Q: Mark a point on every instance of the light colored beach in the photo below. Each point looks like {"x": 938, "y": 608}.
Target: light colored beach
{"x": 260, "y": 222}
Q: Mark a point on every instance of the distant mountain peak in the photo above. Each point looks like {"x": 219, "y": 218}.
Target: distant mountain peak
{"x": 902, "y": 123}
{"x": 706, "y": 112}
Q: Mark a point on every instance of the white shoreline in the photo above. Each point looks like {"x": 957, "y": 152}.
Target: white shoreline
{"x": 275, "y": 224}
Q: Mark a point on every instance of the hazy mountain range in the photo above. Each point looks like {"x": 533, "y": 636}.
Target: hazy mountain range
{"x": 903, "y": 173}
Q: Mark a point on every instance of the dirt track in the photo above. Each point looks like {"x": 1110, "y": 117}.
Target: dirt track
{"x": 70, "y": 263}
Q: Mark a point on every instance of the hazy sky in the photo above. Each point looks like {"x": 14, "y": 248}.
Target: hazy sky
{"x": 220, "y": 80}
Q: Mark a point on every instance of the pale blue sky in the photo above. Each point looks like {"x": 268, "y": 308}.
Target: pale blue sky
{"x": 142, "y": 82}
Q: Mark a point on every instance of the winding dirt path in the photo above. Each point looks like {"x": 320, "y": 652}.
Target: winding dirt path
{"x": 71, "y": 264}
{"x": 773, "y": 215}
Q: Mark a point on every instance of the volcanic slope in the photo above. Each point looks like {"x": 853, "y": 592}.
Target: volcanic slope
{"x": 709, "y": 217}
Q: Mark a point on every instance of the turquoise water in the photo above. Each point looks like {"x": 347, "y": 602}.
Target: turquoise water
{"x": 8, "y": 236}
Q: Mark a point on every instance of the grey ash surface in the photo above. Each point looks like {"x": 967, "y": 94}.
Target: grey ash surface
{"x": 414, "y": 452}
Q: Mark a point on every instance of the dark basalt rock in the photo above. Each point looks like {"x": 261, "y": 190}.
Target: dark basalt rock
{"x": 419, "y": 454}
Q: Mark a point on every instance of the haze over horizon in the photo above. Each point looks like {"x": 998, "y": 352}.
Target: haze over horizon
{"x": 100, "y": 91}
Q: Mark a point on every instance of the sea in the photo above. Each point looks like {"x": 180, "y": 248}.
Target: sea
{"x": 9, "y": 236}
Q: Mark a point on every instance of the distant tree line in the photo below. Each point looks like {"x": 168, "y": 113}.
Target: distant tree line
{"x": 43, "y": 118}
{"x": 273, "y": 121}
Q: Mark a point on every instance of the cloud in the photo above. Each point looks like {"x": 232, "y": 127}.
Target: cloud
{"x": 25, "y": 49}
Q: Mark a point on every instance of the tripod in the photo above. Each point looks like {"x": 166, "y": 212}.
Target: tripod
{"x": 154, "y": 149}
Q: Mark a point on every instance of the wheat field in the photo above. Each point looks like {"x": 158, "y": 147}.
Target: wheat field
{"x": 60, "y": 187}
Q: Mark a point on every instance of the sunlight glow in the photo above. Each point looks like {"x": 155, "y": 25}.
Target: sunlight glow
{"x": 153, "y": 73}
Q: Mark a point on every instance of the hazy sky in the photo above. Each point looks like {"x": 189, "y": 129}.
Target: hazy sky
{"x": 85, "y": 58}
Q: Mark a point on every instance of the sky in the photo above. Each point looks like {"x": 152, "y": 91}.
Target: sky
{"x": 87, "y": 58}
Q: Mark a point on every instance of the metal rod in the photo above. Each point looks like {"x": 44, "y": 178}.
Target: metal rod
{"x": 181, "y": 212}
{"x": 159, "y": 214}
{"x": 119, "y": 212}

Problem details
For this task, write out exactly the lines of the entries above, starting at the line with "Q: Mark a point on every instance of the hazy mountain" and ending at the line with "Q: Mark a point on every instance of the volcanic", both included, and no others.

Problem solution
Q: Mark a point on every instance of the hazy mountain range in the photo above. Each point looks like {"x": 533, "y": 636}.
Target: hazy mountain range
{"x": 903, "y": 173}
Q: Mark a point on every instance of the dirt track in the photo above. Each point looks like {"x": 1110, "y": 117}.
Target: dirt track
{"x": 70, "y": 263}
Q: Mark a point on every instance of the hazy sky in the photo above. Each point looks like {"x": 14, "y": 248}.
Target: hazy sky
{"x": 220, "y": 80}
Q: Mark a point on every instance of the pale blue sky in the photo above. Each point looks like {"x": 268, "y": 308}.
Target: pale blue sky
{"x": 142, "y": 82}
Q: Mark a point on every instance of the winding dirt path in the photo above. Each point looks like {"x": 320, "y": 652}.
Target: winding dirt path
{"x": 71, "y": 264}
{"x": 773, "y": 215}
Q: Mark a point on every instance of the volcanic slope in the photo above. Each point looks like {"x": 853, "y": 592}.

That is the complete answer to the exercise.